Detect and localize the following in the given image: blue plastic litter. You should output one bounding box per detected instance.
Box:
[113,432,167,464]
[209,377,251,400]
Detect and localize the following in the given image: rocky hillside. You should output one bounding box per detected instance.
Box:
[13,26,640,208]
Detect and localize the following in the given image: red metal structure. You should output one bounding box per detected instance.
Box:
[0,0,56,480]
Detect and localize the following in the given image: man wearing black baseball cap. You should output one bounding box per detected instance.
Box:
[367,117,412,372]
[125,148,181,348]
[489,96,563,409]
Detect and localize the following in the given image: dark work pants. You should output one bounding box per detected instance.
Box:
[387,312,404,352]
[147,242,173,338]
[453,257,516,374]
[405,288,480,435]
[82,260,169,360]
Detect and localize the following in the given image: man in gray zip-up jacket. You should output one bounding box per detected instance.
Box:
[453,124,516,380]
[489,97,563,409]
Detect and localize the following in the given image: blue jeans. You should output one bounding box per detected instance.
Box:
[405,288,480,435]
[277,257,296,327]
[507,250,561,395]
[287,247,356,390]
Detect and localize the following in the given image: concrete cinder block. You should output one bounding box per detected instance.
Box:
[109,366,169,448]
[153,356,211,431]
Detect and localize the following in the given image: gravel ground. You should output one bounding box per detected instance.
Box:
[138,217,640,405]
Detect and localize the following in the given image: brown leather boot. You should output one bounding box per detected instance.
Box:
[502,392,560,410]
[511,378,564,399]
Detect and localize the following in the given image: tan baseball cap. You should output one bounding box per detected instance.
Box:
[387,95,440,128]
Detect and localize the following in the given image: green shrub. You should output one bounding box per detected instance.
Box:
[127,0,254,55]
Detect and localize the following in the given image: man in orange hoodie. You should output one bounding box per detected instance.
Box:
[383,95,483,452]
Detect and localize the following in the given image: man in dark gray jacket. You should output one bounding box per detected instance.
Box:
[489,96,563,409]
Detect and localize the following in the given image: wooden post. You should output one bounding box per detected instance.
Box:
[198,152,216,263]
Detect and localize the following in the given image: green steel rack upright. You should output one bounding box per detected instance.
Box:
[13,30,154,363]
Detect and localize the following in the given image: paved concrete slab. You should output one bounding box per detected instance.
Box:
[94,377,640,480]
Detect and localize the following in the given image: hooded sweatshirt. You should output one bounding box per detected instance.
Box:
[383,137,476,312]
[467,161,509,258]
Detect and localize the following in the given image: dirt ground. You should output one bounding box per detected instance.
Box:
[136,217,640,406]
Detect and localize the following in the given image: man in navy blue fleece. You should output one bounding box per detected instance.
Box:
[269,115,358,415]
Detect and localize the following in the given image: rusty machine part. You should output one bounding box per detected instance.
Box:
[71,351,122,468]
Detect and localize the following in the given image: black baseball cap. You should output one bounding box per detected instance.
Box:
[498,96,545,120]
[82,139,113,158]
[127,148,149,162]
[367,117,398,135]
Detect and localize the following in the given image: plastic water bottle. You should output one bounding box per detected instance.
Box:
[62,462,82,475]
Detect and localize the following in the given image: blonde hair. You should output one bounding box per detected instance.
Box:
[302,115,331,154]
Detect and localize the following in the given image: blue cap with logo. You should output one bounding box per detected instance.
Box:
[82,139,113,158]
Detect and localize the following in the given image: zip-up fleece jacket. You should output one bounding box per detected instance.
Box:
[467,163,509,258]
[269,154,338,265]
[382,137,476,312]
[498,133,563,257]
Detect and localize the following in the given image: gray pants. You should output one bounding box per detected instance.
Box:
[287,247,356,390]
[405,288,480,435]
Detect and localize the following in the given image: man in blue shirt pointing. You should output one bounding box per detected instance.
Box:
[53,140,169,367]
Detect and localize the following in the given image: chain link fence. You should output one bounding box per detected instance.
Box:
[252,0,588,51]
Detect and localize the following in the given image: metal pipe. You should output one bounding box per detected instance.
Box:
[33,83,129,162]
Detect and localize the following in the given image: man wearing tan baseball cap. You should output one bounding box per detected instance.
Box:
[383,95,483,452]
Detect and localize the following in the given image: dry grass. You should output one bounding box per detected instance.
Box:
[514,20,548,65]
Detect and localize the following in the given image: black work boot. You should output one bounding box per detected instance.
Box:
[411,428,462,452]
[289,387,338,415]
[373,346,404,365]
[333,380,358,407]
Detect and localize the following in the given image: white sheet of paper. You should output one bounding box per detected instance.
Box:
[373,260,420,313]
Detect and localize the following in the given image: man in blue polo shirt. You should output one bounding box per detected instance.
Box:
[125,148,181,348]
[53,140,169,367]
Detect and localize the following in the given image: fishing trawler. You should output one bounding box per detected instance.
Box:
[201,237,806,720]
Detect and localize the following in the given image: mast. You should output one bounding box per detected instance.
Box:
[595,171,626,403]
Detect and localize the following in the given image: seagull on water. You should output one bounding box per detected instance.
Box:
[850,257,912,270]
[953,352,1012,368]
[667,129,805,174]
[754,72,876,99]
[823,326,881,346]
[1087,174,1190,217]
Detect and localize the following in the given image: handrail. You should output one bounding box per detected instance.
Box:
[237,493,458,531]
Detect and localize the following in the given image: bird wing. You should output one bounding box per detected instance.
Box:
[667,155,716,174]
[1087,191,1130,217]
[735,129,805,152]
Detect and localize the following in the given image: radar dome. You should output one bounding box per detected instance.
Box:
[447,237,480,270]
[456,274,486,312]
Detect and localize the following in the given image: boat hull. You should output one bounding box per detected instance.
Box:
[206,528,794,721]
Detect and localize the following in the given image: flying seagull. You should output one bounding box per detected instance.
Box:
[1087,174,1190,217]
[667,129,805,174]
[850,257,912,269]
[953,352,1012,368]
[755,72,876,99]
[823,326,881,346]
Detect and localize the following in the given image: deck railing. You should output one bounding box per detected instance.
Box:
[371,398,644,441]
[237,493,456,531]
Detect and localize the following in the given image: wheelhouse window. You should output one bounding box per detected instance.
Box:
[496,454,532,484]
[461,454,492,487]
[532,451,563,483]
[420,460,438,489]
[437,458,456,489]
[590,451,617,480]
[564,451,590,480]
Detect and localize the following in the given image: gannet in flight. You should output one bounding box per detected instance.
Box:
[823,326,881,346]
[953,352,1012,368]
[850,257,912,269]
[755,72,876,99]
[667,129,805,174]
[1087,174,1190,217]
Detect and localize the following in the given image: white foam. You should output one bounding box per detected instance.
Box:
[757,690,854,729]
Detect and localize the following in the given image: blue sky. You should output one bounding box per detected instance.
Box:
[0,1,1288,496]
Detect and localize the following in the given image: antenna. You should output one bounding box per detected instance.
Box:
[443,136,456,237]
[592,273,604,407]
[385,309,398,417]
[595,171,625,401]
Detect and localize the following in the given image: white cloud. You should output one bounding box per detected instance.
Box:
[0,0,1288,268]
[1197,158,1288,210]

***

## What is being asked
Pull out every row above and copy each one character for character, changing nothing.

## Output for this exercise
Detect and localize the following in the given image: blue plastic litter. You should output one bounding box per detected instance.
Box:
[113,432,167,464]
[209,377,251,400]
Detect and localize the following in the given image: rocky hillside. You should output one bounding box per detected instance.
Box:
[13,26,640,208]
Detect and localize the following in the given image: red metal structure. You should output one bounding box per detected instance.
Box:
[0,0,56,480]
Detect and localize the following in the given image: man wearing black baseball cap. You should output one bounding box per detected instance.
Box:
[367,117,412,372]
[125,148,181,348]
[489,96,563,409]
Detect and localize the following in the given image: dark work pants. You should output one bounding box per detected instance.
Box:
[387,312,404,352]
[147,242,173,338]
[453,257,516,374]
[405,288,480,435]
[82,260,169,360]
Detect and localize the following in the given image: man in gray zip-up jacket. You should output one bounding box per detected instance.
Box:
[453,124,516,380]
[489,97,563,409]
Detect and localize the following in the given image: blue jeans. You should output one bounding box per detected instance.
Box:
[405,288,480,435]
[277,257,296,327]
[507,250,561,395]
[287,247,356,390]
Detect and localize the following in the given image: concrete cinder block. You should output one bounding box per detected instance.
Box:
[109,366,169,448]
[153,356,211,431]
Detect and localize the following in the given image: gravel ground. You should output one bounding box per detected instance.
Box:
[138,217,640,405]
Detect and localize the following in the given image: brown leather boot. You should output one bounding box per detected instance.
Box:
[502,392,560,410]
[511,378,564,399]
Detect and localize the following in the given image: tan baseball cap. You should output one bounding box per detected instance.
Box:
[387,95,440,128]
Detect and localize the following in the given image: green shrub. You should output one bounding box per detected instance.
Box:
[127,0,254,55]
Detect and localize the following in the given image: man in orange hoodie. You should output one bounding box per detected instance.
Box:
[383,95,483,452]
Detect and localize the following in the given image: man in dark gray jacket. You should output one bounding box per detected instance.
Box:
[489,96,563,409]
Detect and localize the following in the given image: wooden post. You should output one bounding box per detected instance.
Box:
[198,152,216,263]
Detect and localize the following in the given image: green steel rack upright. You should output one bounding box per detected instance.
Box:
[13,30,154,363]
Detect and localize the following in the given image: paved concrete slab. You should output one bounding box per detected instance.
Box:
[94,377,640,480]
Detect and localize the following in the given image: hooded sweatshirt. You should output one bounding box per detected instance.
Box:
[383,137,476,312]
[467,161,509,258]
Detect and localize the following in the given image: dirt ground. You should output one bounding box per detected instance.
Box:
[136,217,640,406]
Detect and localize the following in the given image: man in navy blue fleece. You should output one bounding box per detected instance.
Box:
[269,115,358,415]
Detect and localize the following in the given image: rusty machine part. You should output one bounding box per detected instance.
Box:
[71,351,122,468]
Detect and localize the following in the given image: black baseball cap. You should output one bounding box per detected instance.
Box:
[498,96,545,120]
[82,139,113,158]
[127,148,149,162]
[367,117,398,135]
Detect and localize the following in the given image: plastic water bottle. You should output one bounding box per detected instance.
Box:
[62,462,82,475]
Detect and localize the following in the given image: blonde hair. You should output one bounding box per detected instance.
Box:
[302,115,331,154]
Detect and localize the following in the given image: blue cap with logo. You should output one bounding box per detected instance.
Box:
[82,139,113,158]
Detect and localize the following in the given image: zip-up fleece jacket. You should output one bounding box per detected instance.
Box:
[467,163,509,258]
[269,154,338,265]
[382,137,476,312]
[498,133,563,257]
Detect and localize the following in the given image: gray pants. You should output one bounding box per detected instance.
Box:
[287,247,356,390]
[405,288,480,435]
Detect and localize the following in the given image: man in blue shirt pointing. You should output one bounding box per detected instance.
Box:
[53,140,169,367]
Detect and localize the following in the given image: chain link fence. You should output one bounding box per detected instance.
Box:
[252,0,588,51]
Detect and localize the following in the given image: metal pipe. You should output one bounding box per detected instance.
Box:
[33,83,129,162]
Detect and localize the following in the given image: man wearing tan baseball cap. You should output one bounding box per detected instance.
Box:
[383,95,483,452]
Detect and localize the following in the given image: dry grass. You should output one bounding box per detected instance.
Box:
[514,20,548,65]
Detect and localize the following in the given image: black work boot. You should output one bounding box per detected instance.
Box:
[411,428,462,452]
[289,387,338,415]
[373,346,404,365]
[333,380,358,407]
Detect and localize the following in the given image: white sheet of paper. You should output one bounding box per detected instance.
Box:
[373,260,420,313]
Detect and localize the following in the given image: man in blue polo shirt. You should output one bounding box per detected instance.
Box:
[125,148,181,348]
[53,140,169,367]
Detect and localize the following in the given image: fishing trawler. You should output one bounding box per detected instance.
Box:
[201,237,806,720]
Detect and localize the following in the given image: mast. You should output one bounding box per detected instance.
Box:
[595,171,626,403]
Detect and localize the following in the given image: seagull on water. You should output one bounding box per detected instance.
Box:
[850,257,912,270]
[953,352,1012,368]
[667,129,805,174]
[754,72,876,99]
[823,326,881,346]
[1087,174,1190,217]
Detect and localize the following in the given image: handrail. You should output one bounding box per detected instance.
Box:
[237,493,458,531]
Detect and localize the following in the given image: bird wing. You should output one bounding box per detected instance.
Box:
[667,155,716,174]
[1087,191,1130,217]
[735,129,805,152]
Detect and localize the following in the given image: radar dome. You should output one bounding box per detected instance.
Box:
[447,237,480,270]
[456,274,486,312]
Detect and localize the following in the given image: boat hull. You should output one bounding box per detected instance.
Box:
[206,528,794,721]
Detect and localize the following in the given image: flying seagull. You should output one bounding box per detected instance.
Box:
[1087,174,1190,217]
[667,129,805,174]
[850,257,912,269]
[953,352,1012,368]
[755,72,876,99]
[823,326,881,346]
Detect and localize the following in the given image: deck railing. You should output one bounding box per detected instance.
Box:
[371,398,644,441]
[237,493,456,531]
Detect and localize the following in the given image: wheelhouse window. You should output one bounding box per detected instance.
Box:
[496,454,532,484]
[461,454,492,487]
[532,451,563,483]
[420,460,438,489]
[437,458,456,489]
[590,451,617,480]
[564,451,590,480]
Detect and localize the following in the given image: gannet in flight. You should output one bounding box per detected instance.
Box:
[823,326,881,346]
[953,352,1012,368]
[850,257,912,269]
[755,72,876,99]
[667,129,805,174]
[1087,174,1190,217]
Detect and localize the following in the given image: white foam. You should output one bounding box per detected instance.
Box:
[757,690,854,729]
Detect and localize the following in the given image: blue sky. You should output one bounding box per detected instance.
Box:
[0,1,1288,496]
Detect and localize the following in the given image: antenna. You should output one bounding box per detected instance.
Box:
[443,136,456,237]
[592,273,604,407]
[385,309,398,417]
[595,171,625,401]
Detect and localize the following in the given image: white cloud. You should output one bounding box per detected instance.
Box:
[0,0,1288,268]
[1197,158,1288,210]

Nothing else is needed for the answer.